Text extract

Friday 18 October 2013

Scapa Flow, HMS Royal Oak and Gunther Prien

HMS Royal Oak (Crown Copyright)
On the outbreak of war in 1939, the Royal Navy's Home Fleet had returned to it's northernmost wartime base of Scapa Flow in the Orkney Islands, from whence the immense Grand Fleet had sailed for the Battles of Dogger Bank and Jutland and where the German High Seas Fleet had ignominiously surrendered in 1918, as well as being the scene of the 'Grand Scuttle' in 1919, when the officers of the Imperial German Navy destroyed their own ships rather than allow them to fall into the hands of the victorious Allies.

Scapa Flow had been selected to serve once again due to it's distance from German airbases but in the intervening years following the end of the Great War, it's defences had been allowed to fall into disrepair; the anti-aircraft defences were inadequate and the blockships sunken during the 1914-18 conflict had largely collapsed through corrosion. Anti submarine nets had been installed across the three main entrances to the naval base but in the early days of the war, these only consisted of single stranded wires and at this stage of the war, there was a distinct lack of anti-submarine patrols by destroyers and smaller craft. Measures were being put in place to rectify these shortcomings but on 14th October 1939, the base was still largely in it's pre-war state of preparedness.

Dataset content

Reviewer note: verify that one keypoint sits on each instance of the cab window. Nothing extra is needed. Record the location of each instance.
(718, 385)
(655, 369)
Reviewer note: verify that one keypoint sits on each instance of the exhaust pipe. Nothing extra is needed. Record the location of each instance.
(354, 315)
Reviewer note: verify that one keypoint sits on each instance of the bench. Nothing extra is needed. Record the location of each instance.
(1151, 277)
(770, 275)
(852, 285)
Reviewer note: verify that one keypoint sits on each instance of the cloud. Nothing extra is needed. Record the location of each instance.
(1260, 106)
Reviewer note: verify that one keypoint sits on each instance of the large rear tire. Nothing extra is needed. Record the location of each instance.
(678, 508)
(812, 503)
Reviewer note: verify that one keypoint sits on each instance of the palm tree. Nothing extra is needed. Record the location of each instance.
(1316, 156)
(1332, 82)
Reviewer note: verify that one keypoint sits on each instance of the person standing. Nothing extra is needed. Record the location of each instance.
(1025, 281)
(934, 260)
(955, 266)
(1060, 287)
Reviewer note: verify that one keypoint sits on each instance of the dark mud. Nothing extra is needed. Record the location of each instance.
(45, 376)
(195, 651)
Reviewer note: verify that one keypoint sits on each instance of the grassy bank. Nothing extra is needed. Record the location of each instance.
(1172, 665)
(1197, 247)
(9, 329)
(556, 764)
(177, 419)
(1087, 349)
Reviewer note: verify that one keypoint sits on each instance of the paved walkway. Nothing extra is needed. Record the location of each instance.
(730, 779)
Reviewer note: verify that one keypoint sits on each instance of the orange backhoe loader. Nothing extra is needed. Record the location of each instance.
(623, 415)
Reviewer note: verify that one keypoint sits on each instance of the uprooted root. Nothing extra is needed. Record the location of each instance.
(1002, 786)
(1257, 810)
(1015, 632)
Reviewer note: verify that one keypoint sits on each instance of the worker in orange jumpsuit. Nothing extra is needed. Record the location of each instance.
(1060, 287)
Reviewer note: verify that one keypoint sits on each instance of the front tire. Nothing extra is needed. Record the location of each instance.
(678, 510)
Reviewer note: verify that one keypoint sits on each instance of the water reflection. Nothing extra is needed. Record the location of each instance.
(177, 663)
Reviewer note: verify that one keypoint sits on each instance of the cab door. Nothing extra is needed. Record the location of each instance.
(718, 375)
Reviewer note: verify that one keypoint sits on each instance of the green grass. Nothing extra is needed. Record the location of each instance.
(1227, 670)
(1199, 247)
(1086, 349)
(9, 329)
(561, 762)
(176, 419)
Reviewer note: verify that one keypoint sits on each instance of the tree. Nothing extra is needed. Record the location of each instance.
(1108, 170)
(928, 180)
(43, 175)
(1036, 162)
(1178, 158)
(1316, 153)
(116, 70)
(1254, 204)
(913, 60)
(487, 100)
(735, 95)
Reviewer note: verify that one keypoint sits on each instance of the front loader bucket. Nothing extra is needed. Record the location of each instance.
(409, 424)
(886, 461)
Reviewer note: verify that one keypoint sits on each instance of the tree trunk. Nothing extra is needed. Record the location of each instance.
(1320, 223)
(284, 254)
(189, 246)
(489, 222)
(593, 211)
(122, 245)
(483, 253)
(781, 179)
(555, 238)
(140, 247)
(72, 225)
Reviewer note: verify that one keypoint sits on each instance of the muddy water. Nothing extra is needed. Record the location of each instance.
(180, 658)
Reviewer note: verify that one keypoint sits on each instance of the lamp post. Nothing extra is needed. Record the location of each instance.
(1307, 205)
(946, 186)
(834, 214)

Instructions
1. List every fleet named in the passage on Scapa Flow.
2. Pick up the passage on Scapa Flow after its final sentence and continue it.

Task answers
1.
- The Royal Navy's Home Fleet
- The Grand Fleet
- The German High Seas Fleet

2.
Two days earlier, Prime Minister Neville Chamberlain had made an uncharacteristically tough talking speech in which he had rejected Hitler's peace proposals made to the Reichstag six days previously. The German reply was an audacious attempt to hit the Royal Navy hard on it's own doorstep and the man chosen to lead this attack was 31 year old Kapitanleutnant Gunther Prien, a former Merchant Navy office but now one of the rising stars of Donitz's U-Boat fleet. In January 1932, Prien had passed his Master Mariner's examination but had subsequently been unable to find employment and frustrated at this situation had briefly joined the Nazi Party. However, a year later Prien applied to join the Reichsmarine and was forced to renounce his Nazi membership as the Navy would not accept members of political parties. Prien quickly rose through the ranks of the embryonic Kriegsmarine, as the German Navy had by now become and in December 1938, he was appointed to the command of the new submarine U-47 and promoted to the rank of Kapitanleutnant.

Gunther Prien (Bundesarchiv)
Prien had been personally selected by Admiral Donitz to undertake this daring mission as he had proved to be one of the most determined of all of the new breed of U-Boat commanders. Despite the fact that the defences had been allowed to run down over the years, the British countermeasures were still formidable and apart from the blockships and anti-submarine nets, there were also extensive minefields but German air reconnaissance had revealed the possibility of a narrow channel between the blockships in Holm Sound that could possibly be negotiated by a U-Boat on the surface at the turn of the tide. This was a hugely risky undertaking and would need all of Prien's determination and daring in order to make it a success.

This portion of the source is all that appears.